Saved entries
------------------------------

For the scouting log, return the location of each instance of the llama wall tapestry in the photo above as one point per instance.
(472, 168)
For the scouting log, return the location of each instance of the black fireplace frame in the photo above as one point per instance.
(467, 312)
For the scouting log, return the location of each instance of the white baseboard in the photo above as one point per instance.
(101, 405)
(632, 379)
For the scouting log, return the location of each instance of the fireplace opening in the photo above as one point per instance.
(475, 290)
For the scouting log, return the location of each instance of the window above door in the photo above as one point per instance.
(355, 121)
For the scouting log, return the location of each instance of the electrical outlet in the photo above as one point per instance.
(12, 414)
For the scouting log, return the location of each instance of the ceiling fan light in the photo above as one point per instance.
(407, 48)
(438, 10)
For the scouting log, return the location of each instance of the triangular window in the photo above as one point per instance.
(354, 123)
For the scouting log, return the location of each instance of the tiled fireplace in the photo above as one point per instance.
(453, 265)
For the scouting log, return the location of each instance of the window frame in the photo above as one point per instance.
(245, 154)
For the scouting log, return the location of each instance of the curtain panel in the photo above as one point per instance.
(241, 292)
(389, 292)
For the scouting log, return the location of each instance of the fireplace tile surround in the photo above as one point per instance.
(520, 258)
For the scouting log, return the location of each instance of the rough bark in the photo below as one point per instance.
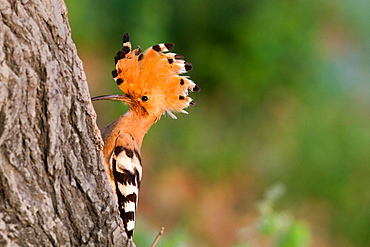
(53, 188)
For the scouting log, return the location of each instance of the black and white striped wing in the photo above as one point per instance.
(127, 171)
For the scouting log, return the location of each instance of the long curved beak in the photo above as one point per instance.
(120, 97)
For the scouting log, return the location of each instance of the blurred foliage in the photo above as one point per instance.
(285, 97)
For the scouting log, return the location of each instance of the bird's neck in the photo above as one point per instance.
(131, 123)
(136, 125)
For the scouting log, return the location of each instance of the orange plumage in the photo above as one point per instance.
(153, 85)
(156, 75)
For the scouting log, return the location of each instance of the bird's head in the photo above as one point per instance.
(152, 80)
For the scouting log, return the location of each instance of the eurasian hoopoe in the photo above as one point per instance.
(152, 85)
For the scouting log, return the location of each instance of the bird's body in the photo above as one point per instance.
(152, 85)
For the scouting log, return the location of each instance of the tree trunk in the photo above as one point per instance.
(53, 188)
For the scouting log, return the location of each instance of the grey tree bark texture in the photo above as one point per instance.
(53, 188)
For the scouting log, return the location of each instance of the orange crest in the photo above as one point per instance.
(154, 76)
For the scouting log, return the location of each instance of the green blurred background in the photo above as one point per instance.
(276, 151)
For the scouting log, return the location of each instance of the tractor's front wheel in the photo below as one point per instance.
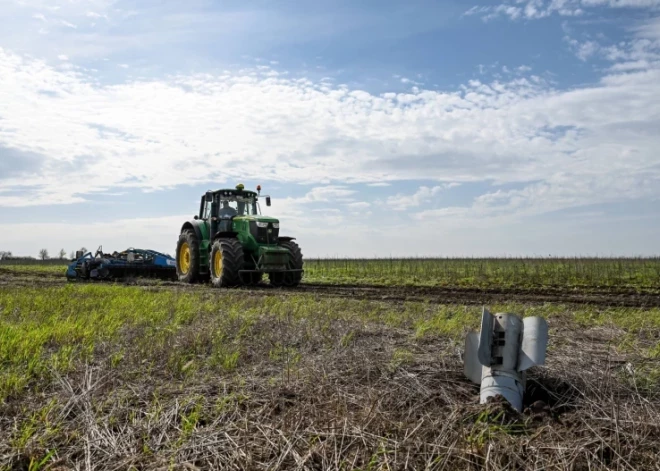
(290, 279)
(226, 261)
(187, 257)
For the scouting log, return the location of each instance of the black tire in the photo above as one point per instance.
(231, 256)
(289, 280)
(192, 274)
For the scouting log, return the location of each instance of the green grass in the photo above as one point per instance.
(56, 329)
(642, 274)
(169, 364)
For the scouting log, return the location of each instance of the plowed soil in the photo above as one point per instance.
(599, 296)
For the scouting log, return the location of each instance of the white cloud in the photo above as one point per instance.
(537, 9)
(331, 193)
(423, 195)
(255, 123)
(358, 205)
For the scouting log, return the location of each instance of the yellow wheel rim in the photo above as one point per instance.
(217, 263)
(184, 258)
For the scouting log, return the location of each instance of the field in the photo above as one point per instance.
(359, 368)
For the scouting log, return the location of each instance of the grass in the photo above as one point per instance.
(167, 377)
(636, 273)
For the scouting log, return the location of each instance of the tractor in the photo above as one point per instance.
(231, 243)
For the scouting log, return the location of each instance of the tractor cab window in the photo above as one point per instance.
(207, 210)
(237, 206)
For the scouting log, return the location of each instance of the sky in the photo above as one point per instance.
(380, 128)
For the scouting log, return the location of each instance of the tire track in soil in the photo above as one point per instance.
(431, 294)
(472, 296)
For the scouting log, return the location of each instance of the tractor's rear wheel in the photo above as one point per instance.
(295, 263)
(226, 261)
(187, 257)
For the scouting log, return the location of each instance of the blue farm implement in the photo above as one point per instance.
(118, 265)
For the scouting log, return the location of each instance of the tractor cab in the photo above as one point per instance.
(231, 242)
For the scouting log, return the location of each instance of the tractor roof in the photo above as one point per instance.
(234, 192)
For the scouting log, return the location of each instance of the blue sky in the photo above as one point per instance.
(380, 128)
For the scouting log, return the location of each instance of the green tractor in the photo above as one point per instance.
(231, 243)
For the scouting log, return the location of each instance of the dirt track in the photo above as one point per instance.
(621, 297)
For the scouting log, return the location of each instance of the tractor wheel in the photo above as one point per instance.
(226, 261)
(187, 257)
(295, 262)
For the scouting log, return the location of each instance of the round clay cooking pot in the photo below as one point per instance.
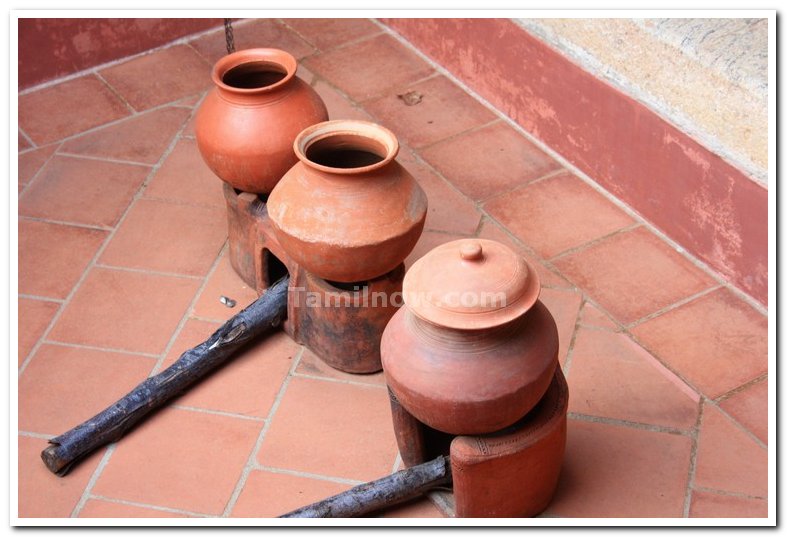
(347, 211)
(472, 350)
(245, 126)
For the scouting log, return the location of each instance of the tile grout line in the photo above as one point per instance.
(522, 186)
(103, 159)
(224, 413)
(97, 348)
(452, 137)
(338, 381)
(738, 424)
(86, 493)
(28, 139)
(695, 441)
(593, 242)
(743, 387)
(628, 424)
(673, 306)
(251, 462)
(37, 174)
(116, 93)
(63, 223)
(730, 493)
(579, 173)
(40, 298)
(570, 351)
(309, 475)
(148, 271)
(149, 506)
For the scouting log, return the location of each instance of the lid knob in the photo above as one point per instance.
(471, 251)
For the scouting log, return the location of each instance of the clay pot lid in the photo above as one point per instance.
(471, 284)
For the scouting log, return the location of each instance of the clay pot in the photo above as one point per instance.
(245, 126)
(472, 350)
(347, 211)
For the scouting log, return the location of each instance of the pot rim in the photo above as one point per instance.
(275, 56)
(338, 127)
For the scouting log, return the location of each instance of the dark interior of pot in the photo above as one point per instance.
(254, 75)
(346, 151)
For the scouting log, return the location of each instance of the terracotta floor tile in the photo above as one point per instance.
(339, 106)
(444, 110)
(105, 509)
(428, 241)
(168, 237)
(329, 33)
(564, 305)
(42, 494)
(549, 278)
(633, 274)
(331, 428)
(728, 459)
(557, 214)
(223, 282)
(710, 505)
(612, 471)
(252, 34)
(52, 257)
(750, 408)
(63, 386)
(185, 177)
(248, 383)
(350, 68)
(592, 317)
(311, 365)
(22, 142)
(448, 210)
(269, 494)
(488, 161)
(142, 138)
(418, 508)
(180, 459)
(34, 317)
(68, 108)
(83, 191)
(640, 389)
(717, 341)
(124, 310)
(160, 77)
(30, 162)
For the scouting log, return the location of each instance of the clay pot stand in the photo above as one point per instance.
(347, 337)
(510, 473)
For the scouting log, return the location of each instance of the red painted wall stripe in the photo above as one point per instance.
(58, 47)
(706, 205)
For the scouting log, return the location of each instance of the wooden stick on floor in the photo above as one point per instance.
(261, 316)
(375, 495)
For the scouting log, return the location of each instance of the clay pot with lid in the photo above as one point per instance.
(347, 211)
(473, 349)
(245, 126)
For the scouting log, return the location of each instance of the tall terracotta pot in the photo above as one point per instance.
(347, 211)
(245, 127)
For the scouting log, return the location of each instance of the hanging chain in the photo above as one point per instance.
(229, 35)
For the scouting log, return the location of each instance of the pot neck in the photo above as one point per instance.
(462, 340)
(261, 97)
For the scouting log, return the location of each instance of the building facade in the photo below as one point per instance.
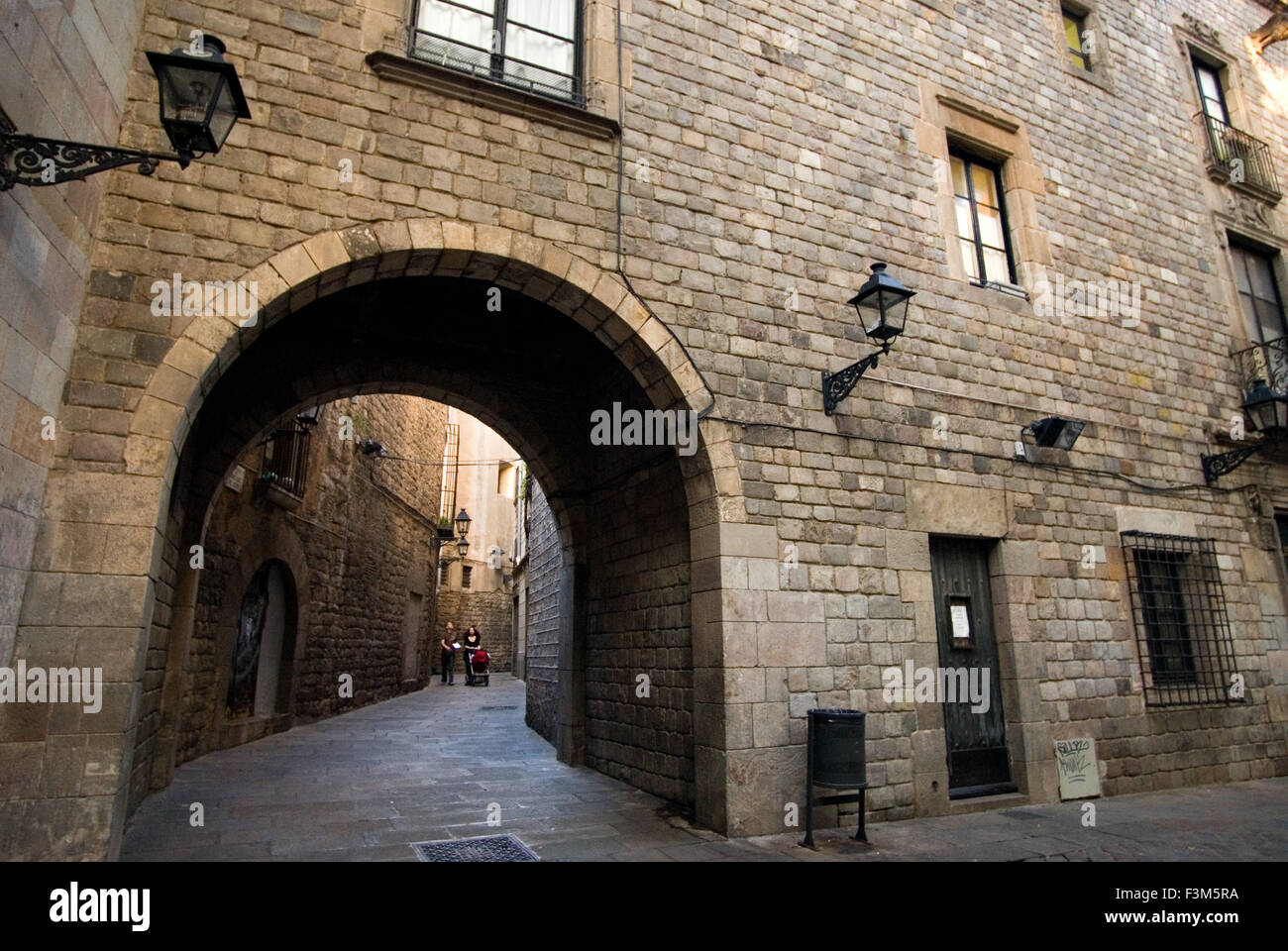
(316, 593)
(481, 476)
(664, 206)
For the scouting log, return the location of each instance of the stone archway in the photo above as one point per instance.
(133, 500)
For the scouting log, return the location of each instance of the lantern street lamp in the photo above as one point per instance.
(883, 305)
(201, 99)
(1266, 411)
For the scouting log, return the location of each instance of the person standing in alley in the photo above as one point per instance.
(473, 642)
(449, 659)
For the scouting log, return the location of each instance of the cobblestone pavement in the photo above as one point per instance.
(429, 766)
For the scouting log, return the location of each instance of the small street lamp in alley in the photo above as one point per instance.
(463, 530)
(883, 305)
(201, 99)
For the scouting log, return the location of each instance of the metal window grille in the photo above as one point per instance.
(1183, 632)
(494, 63)
(286, 458)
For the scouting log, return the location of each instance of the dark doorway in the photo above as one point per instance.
(974, 731)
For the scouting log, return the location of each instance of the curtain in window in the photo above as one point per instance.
(523, 42)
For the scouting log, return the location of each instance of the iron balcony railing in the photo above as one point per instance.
(286, 459)
(1265, 361)
(507, 71)
(1239, 158)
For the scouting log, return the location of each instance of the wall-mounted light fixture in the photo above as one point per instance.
(1056, 432)
(883, 305)
(201, 99)
(463, 530)
(1266, 411)
(1052, 432)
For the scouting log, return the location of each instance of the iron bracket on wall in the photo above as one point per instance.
(837, 385)
(1216, 467)
(35, 161)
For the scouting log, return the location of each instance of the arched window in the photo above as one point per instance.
(261, 678)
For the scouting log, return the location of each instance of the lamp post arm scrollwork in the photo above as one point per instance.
(35, 161)
(1223, 463)
(837, 385)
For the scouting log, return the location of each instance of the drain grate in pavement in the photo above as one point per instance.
(1021, 813)
(484, 848)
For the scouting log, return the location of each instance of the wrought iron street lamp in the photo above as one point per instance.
(1056, 432)
(1266, 411)
(883, 305)
(201, 99)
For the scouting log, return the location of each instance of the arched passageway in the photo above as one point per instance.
(536, 377)
(403, 307)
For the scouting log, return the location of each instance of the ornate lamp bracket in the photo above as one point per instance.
(34, 161)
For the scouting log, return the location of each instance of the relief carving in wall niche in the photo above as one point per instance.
(1248, 211)
(1202, 30)
(1274, 30)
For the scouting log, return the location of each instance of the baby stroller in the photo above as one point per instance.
(476, 668)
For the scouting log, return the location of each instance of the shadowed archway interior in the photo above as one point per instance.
(536, 377)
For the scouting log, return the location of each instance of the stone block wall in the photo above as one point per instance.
(786, 149)
(62, 75)
(638, 652)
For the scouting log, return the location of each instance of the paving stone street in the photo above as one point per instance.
(428, 766)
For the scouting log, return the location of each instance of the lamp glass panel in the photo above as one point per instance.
(187, 93)
(224, 115)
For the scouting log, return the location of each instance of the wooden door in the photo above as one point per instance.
(969, 677)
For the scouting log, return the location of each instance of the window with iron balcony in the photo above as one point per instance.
(1234, 158)
(535, 46)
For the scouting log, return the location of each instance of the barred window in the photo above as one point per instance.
(532, 44)
(1183, 633)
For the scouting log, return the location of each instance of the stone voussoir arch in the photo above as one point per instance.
(329, 262)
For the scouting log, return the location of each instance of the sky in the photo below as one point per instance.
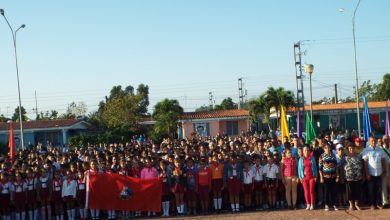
(78, 50)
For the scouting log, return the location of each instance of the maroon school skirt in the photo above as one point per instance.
(166, 190)
(259, 186)
(234, 185)
(178, 188)
(204, 192)
(217, 184)
(81, 198)
(5, 200)
(68, 199)
(31, 196)
(56, 197)
(191, 195)
(248, 188)
(20, 199)
(44, 194)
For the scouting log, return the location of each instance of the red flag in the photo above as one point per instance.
(105, 189)
(11, 142)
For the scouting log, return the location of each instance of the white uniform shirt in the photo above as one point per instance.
(258, 171)
(69, 188)
(248, 176)
(374, 159)
(5, 188)
(270, 171)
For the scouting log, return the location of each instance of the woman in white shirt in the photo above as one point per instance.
(247, 180)
(271, 172)
(69, 188)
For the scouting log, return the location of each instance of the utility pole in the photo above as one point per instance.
(36, 104)
(240, 94)
(211, 100)
(299, 81)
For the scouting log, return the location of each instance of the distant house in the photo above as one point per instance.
(210, 123)
(343, 116)
(55, 131)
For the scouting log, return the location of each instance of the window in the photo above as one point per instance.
(232, 127)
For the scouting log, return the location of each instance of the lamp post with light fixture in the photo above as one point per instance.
(17, 73)
(309, 69)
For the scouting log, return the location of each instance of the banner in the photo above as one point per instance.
(107, 191)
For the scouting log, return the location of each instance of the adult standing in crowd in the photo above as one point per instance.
(375, 165)
(289, 175)
(329, 176)
(353, 169)
(307, 172)
(386, 180)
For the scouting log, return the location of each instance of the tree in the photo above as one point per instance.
(75, 110)
(204, 108)
(166, 114)
(257, 107)
(15, 117)
(48, 115)
(121, 111)
(3, 118)
(143, 93)
(275, 98)
(226, 104)
(383, 89)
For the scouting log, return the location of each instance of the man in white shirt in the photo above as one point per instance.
(375, 165)
(386, 180)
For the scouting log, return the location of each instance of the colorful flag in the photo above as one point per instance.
(299, 129)
(310, 132)
(284, 125)
(366, 121)
(11, 142)
(110, 191)
(387, 119)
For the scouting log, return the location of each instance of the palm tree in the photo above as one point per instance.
(166, 113)
(279, 97)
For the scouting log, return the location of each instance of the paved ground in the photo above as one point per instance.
(300, 214)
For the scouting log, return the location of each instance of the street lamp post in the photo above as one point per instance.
(309, 69)
(17, 73)
(356, 71)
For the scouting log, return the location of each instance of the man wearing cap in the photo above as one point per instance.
(375, 165)
(359, 145)
(386, 180)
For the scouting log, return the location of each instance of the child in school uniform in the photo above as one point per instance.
(271, 172)
(216, 170)
(232, 178)
(56, 195)
(178, 181)
(80, 194)
(190, 187)
(32, 183)
(247, 180)
(204, 185)
(44, 194)
(257, 169)
(5, 196)
(164, 173)
(69, 188)
(19, 196)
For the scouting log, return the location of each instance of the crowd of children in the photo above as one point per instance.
(201, 175)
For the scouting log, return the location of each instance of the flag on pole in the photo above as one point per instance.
(387, 119)
(111, 191)
(11, 142)
(284, 125)
(366, 121)
(310, 132)
(299, 124)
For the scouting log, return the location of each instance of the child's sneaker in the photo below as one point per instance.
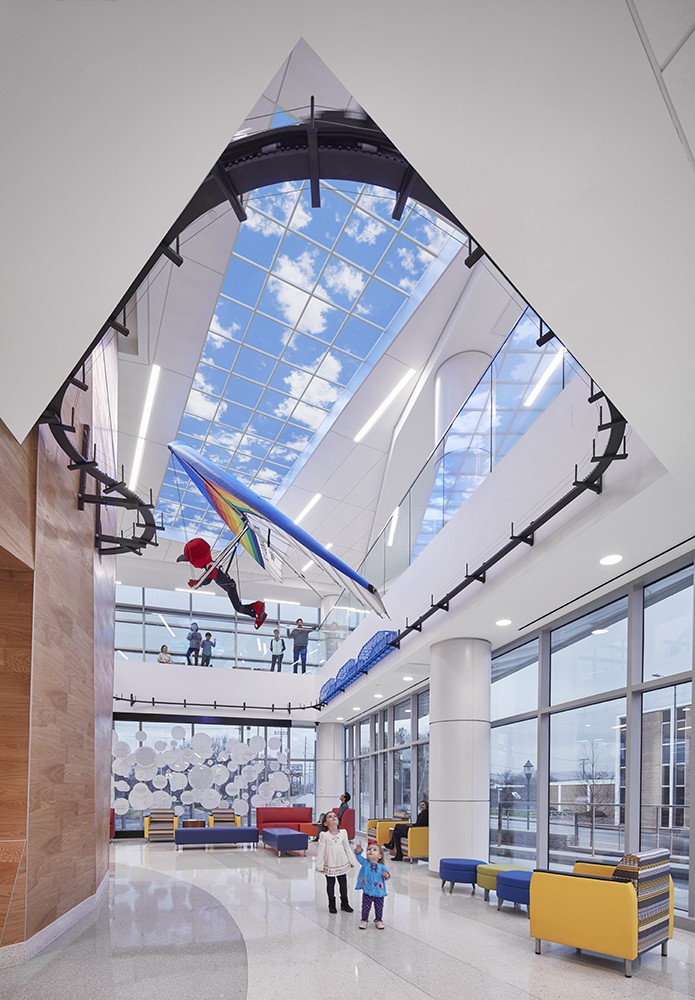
(259, 608)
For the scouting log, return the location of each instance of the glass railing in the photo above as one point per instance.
(520, 383)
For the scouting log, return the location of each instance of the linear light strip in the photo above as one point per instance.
(553, 366)
(380, 410)
(392, 527)
(144, 423)
(311, 561)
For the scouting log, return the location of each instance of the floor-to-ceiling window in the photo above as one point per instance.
(598, 706)
(388, 758)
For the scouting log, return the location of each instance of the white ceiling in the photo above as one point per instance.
(562, 134)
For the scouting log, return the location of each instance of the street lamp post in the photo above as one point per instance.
(528, 771)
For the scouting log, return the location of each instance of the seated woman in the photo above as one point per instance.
(401, 830)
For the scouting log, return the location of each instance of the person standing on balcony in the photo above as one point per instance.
(300, 638)
(194, 642)
(277, 650)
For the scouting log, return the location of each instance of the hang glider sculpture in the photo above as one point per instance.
(273, 540)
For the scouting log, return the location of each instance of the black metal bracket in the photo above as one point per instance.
(527, 536)
(477, 574)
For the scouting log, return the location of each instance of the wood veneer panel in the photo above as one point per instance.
(16, 587)
(60, 872)
(13, 880)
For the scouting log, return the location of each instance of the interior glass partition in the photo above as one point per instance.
(513, 770)
(666, 760)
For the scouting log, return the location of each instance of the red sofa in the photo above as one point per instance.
(288, 817)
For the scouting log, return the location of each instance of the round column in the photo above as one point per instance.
(459, 750)
(330, 765)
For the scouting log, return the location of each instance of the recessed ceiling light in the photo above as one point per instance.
(383, 407)
(554, 364)
(310, 506)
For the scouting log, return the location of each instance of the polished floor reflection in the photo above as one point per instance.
(242, 924)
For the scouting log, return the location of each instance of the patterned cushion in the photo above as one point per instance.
(649, 872)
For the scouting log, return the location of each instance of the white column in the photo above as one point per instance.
(459, 750)
(330, 765)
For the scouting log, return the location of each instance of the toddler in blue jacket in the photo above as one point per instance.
(372, 883)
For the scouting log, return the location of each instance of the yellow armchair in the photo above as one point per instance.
(591, 911)
(160, 824)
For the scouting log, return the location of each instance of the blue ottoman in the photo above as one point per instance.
(459, 870)
(284, 839)
(514, 887)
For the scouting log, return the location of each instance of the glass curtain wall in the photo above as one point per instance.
(387, 755)
(564, 707)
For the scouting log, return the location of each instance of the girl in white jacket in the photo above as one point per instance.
(335, 859)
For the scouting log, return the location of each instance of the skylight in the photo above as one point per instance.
(310, 300)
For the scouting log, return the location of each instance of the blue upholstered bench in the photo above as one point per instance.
(459, 870)
(281, 839)
(204, 835)
(514, 887)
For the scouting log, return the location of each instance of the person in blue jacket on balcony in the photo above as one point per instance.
(371, 881)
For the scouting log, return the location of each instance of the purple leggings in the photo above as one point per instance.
(367, 905)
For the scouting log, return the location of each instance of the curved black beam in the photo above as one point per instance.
(615, 450)
(348, 147)
(124, 497)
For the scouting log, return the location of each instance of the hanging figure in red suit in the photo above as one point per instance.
(197, 553)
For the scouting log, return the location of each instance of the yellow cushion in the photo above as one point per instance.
(486, 877)
(594, 914)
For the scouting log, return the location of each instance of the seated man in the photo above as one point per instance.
(401, 830)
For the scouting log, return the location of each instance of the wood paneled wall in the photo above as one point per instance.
(16, 601)
(58, 675)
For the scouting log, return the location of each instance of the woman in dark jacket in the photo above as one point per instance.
(401, 830)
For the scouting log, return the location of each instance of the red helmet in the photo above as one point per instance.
(197, 553)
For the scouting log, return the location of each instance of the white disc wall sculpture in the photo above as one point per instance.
(202, 771)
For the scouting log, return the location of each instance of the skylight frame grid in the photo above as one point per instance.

------------------------------

• [Task to complete]:
Starting with the line that contains "the yellow cushion", restate every line up to and including the last one above, exactly.

• [Response to this exercise]:
For the scouting log, return the location of each instance of the yellow cushion in the photo above as one point per instance.
(486, 877)
(594, 914)
For the scouting log, return the location of each instance of the seated man in the photo above as one point per instance.
(401, 830)
For the scouting log, return the location of each instance of the wood paneled wall in the photo above as one point per instance.
(16, 601)
(58, 675)
For the scouting log, return the location of each instance of the woman in dark jacket in the photo above as one point per instance.
(401, 830)
For the scouting log, return the location of each instance of the red helmet in the photo above as one point per instance.
(197, 553)
For the scouting log, return the location of each instance of the white disc wall sculpture in the photo above as one point per instance.
(202, 771)
For the scouting log, return the location of each instance of the skylight frame grid in the photo above as one point per instance.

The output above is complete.